## [Given exercise]
Render the lines below as a JSON list of strings with one string per line, leaving out any blank lines.

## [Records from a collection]
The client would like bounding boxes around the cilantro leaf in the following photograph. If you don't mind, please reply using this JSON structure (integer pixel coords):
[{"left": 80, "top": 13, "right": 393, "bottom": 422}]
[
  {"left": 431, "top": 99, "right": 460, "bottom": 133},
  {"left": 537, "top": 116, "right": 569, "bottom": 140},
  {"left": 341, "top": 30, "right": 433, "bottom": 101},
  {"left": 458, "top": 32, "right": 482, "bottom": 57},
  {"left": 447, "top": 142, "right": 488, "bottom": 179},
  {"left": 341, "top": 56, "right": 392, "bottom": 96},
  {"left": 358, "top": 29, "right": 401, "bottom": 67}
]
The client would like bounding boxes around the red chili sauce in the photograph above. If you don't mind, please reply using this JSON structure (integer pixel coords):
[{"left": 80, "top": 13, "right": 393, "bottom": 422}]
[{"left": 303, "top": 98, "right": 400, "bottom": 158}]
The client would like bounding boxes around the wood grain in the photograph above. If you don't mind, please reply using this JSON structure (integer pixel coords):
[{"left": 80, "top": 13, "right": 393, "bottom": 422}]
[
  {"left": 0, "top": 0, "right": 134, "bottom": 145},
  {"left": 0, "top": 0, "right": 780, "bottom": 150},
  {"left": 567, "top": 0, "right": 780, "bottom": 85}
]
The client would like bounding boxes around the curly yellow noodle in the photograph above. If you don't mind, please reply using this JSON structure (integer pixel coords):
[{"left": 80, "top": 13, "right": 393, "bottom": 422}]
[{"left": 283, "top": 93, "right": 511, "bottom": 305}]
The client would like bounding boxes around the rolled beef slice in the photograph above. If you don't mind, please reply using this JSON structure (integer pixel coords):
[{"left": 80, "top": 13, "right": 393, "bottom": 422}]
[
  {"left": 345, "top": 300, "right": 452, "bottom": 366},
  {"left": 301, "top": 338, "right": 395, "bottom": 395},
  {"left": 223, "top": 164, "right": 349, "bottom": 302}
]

## [Result]
[
  "The client would like bounding boxes around the cilantro leaf in the following photograph. If you don't mind, please reply using this JSON structure (integer pixel coords):",
  "[{\"left\": 80, \"top\": 13, \"right\": 393, \"bottom\": 422}]",
  "[",
  "  {\"left\": 431, \"top\": 99, \"right\": 460, \"bottom\": 133},",
  "  {\"left\": 537, \"top\": 116, \"right\": 569, \"bottom\": 140},",
  "  {\"left\": 341, \"top\": 30, \"right\": 433, \"bottom\": 101},",
  "  {\"left\": 458, \"top\": 32, \"right\": 482, \"bottom\": 57},",
  "  {\"left\": 447, \"top\": 142, \"right\": 488, \"bottom\": 179},",
  "  {\"left\": 341, \"top\": 56, \"right\": 392, \"bottom\": 96},",
  "  {\"left\": 358, \"top\": 29, \"right\": 401, \"bottom\": 67}",
  "]",
  "The client would like bounding boxes around the red chili sauce in the photograph above. If you don't mind, please reply using this JSON structure (integer pixel coords):",
  "[{\"left\": 80, \"top\": 13, \"right\": 393, \"bottom\": 422}]",
  "[{\"left\": 303, \"top\": 98, \"right\": 400, \"bottom\": 158}]",
  "The client would like bounding boxes around the wood grain in the photograph above. If you don't mind, please reply using this JSON structure (integer pixel coords):",
  "[{\"left\": 80, \"top\": 13, \"right\": 393, \"bottom\": 422}]",
  "[",
  "  {\"left\": 0, \"top\": 0, \"right\": 134, \"bottom\": 145},",
  "  {\"left\": 0, \"top\": 0, \"right\": 780, \"bottom\": 150},",
  "  {\"left\": 567, \"top\": 0, \"right\": 780, \"bottom\": 85}",
  "]",
  "The client would like bounding boxes around the curly yellow noodle in the photograph above. If you don't mind, please reply using this JSON structure (integer pixel coords):",
  "[{\"left\": 80, \"top\": 13, \"right\": 393, \"bottom\": 422}]",
  "[{\"left\": 283, \"top\": 93, \"right\": 511, \"bottom\": 305}]",
  "The client would like bounding boxes around the rolled beef slice in the photograph above. If you don't mind, please reply using this JSON structure (integer pixel coords):",
  "[{\"left\": 80, \"top\": 13, \"right\": 393, \"bottom\": 422}]",
  "[",
  "  {\"left\": 345, \"top\": 300, \"right\": 452, \"bottom\": 366},",
  "  {\"left\": 301, \"top\": 338, \"right\": 395, \"bottom\": 395},",
  "  {\"left\": 223, \"top\": 164, \"right\": 349, \"bottom\": 302}",
  "]"
]